Consignes:
A: Pour chacune des affirmations suivantes, indiquez par oui ou par non si elle concorde avec l'entretien sur la poésie, en citant les mots décisifs de celui-ci. (i) La poésie a le pouvoir d'enflammer nos imaginaires. (ii) L'écriture nous éloigne de notre fragilité. (iii) L'évolution et l'élévation fusionnent lorsqu'on se met à écrire.
B: Relevez tout ce que l'écriture permet de traduire selon l'entretien sur la poésie.
C: Reprenez l'entretien sur la poésie et poursuivez-le, s'il vous plaît, à partir de la dernière phrase.

6 – Pour vous, donc, la poésie est un moyen de défense, d’engagement, d’évolution des sociétés. Manifeste-t-elle aussi un désir d’élévation ou de fuite d’un monde de plus en plus inhumain ou se limite-t-elle à l’expression de l’émotion et à la captivité de l’instantané et du beau pour voyager d’un état d’esprit à un autre ? 

 

 

IM – Les siècles, les civilisations et les sociétés nous ont montré que la poésie est un genre littéraire qui détient à la fois le pouvoir d’enflammer nos imaginaires et d’enflammer nos mondes. Je pense ici aux grandes poétesses et poètes engagés des temps passés et des temps présents qui comme Anna Greki, Tahar Djaout, Vénus Khoury-Ghata, Mahmoud Darwich, Anna Akhmatova, Anis Chouchène, Fadwa Touqan, Saadi Youssef, Andrée Chedid, Aimé Césaire... Et, c’est parce qu’elle nous permet de nous tourner vers l’essentiel, d’interroger le vrai et de nous émerveiller face au beau, que la poésie assure l’élévation et l’évolution des sociétés. De manière générale, l’écriture nous met face à notre fragilité en nous éclairant de l’intérieur pour traduire nos écorchures, nos doutes ou encore nos incertitudes… Mais, au même moment, elle fait venir à nous notre force insoupçonnée pour déconstruire et construire. Dans ce sens, je trouve que l’évolution et l’élévation sont deux versants qui se déclenchent, s’enchevêtrent et fusionnent fondamentalement lorsqu’on se met à écrire. De cette manière, en écrivant, la poésie nous répare et nous prépare pour l’aventure du jour d’après. 

 

 

7 En tant que femme orientale, cultivée, instruite (…) ; que signifient pour vous “le beau” et “l’instantané” ?

Données:

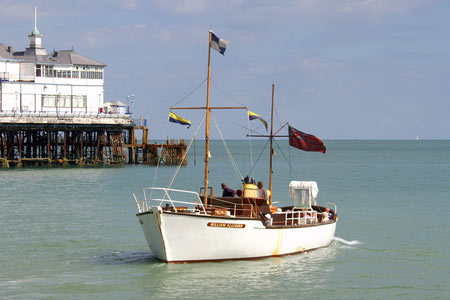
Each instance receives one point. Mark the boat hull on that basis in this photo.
(175, 237)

Résultats:
A:
(i) Oui : « la poésie est un genre littéraire qui détient à la fois le pouvoir d’enflammer nos imaginaires et d’enflammer nos mondes »
(ii) Non : « l’écriture nous met face à notre fragilité »
(iii) Oui : « l’évolution et l’élévation sont deux versants qui se déclenchent, s’enchevêtrent et fusionnent fondamentalement lorsqu’on se met à écrire »

B: nos écorchures, nos doutes, nos incertitudes

C:
IM – Définir le beau reviendrait à vouloir saisir l’essence du divin mais je m’aventurerai à dire que le beau est ce qui réveille la musicalité de l’âme pour la faire danser. Le beau dépend de notre processus de perception et peut se manifester sous diverses formes. Nous retrouvons par exemple le beau dans les ruines d’une maison abandonnée devant laquelle nous nous extasions parce qu’elle nous renvoie à un pan de notre histoire personnelle. Les retombées de cette expérience du beau, qui peut d’ailleurs être instantané, déclenchent nos souvenirs. Ces mêmes souvenirs représentent un premier mouvement vers la création artistique et mettent en route notre fabrique émotionnelle des images, des sonorités intérieures, des sensations, des idées… Enfin, je dirai que le beau peut être présent dans l’instantané. C’est pourquoi dans le mouvement de la création nous écrivons le beau pour le rendre éternel. Aussi, il faut développer notre intelligence perceptive et être à l’écoute des instants inattendus. Ils peuvent faire résonner en nous des beautés ensevelies par les tracas du quotidien pour les faire jaillir sous des formes artistiques absolument incroyables.

 

 

8 Quelles étaient vos intentions majeures lors de l’écriture de votre premier recueil « Il fallait bien une racine ailleurs » ? Pouvons-nous avoir une racine ailleurs quand tout est agité au fond de nous-mêmes, quand tout s’effrite et bouillonne ? 

Parlez-nous de la couverture qui est très ciblée, expressive et significative par rapport aux origines berbères et à l’identité maghrébine ?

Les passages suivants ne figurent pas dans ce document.